• [What you will do]:
Copy the lines below verbatim, beginning with the line that includes "put a marker on the deck step" and continuing to the end; leave out everything before it.

[Coordinate annotation entries]
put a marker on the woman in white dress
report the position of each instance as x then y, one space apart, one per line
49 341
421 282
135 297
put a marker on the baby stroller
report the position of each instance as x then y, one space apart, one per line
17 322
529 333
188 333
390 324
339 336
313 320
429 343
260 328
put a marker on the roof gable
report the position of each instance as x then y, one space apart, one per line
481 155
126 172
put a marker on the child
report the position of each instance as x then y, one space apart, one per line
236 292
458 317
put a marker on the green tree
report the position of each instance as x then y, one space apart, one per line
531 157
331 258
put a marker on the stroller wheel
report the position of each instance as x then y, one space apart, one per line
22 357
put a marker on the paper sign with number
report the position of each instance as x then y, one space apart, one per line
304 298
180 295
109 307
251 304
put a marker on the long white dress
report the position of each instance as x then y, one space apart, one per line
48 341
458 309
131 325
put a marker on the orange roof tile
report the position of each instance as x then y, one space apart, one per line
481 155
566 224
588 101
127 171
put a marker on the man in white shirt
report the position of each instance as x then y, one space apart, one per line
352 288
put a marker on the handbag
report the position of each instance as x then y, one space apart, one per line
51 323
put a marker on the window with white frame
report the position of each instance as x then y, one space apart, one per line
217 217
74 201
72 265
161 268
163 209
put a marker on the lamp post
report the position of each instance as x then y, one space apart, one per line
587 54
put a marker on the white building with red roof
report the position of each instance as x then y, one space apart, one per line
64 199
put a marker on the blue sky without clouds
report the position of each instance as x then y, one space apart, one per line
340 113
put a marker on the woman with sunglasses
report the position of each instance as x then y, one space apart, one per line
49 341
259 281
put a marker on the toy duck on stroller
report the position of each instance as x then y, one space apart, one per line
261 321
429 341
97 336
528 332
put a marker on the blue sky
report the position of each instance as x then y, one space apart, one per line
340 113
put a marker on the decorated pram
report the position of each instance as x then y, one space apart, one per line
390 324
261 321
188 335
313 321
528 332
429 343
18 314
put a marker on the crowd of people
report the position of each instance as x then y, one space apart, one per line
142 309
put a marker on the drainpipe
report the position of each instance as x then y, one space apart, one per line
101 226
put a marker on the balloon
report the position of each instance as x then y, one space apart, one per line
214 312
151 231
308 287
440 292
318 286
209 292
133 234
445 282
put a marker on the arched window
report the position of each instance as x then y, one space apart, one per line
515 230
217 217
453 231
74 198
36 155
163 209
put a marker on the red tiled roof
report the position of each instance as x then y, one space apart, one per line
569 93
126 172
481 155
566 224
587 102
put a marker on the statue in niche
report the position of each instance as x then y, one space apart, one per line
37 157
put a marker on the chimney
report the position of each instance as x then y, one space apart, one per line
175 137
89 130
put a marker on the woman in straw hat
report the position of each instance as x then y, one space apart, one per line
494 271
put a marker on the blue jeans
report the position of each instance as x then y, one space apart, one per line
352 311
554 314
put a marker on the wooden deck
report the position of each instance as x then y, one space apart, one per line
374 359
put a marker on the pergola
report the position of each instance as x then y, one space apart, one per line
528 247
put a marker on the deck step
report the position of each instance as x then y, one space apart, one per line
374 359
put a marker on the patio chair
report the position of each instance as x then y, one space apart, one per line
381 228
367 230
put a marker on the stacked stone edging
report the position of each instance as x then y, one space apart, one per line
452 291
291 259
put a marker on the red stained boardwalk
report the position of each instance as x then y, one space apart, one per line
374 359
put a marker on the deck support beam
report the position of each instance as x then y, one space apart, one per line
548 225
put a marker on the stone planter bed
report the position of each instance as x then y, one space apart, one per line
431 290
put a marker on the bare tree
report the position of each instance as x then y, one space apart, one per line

• [Output for this task]:
put a marker on the deck step
report the position of each instance as x then y, one space apart, one per line
374 359
put a marker on the patio chair
report the position of each instance as x then y, one space apart, one per line
381 228
367 230
put a marker on the stacked stone edging
report the position of each instance as x then y, one space apart, one per line
452 291
291 259
put a marker on the red stained boardwalk
report the position of each instance as x then y, one space apart, one per line
374 359
put a marker on the deck support beam
report the position of each instance as x then y, one space apart, one per line
548 225
put a marker on the stone planter bed
report the position of each instance as x then y, one space apart, one per line
431 290
put a marker on the bare tree
report the position of each instance as x then y, one space apart, one per line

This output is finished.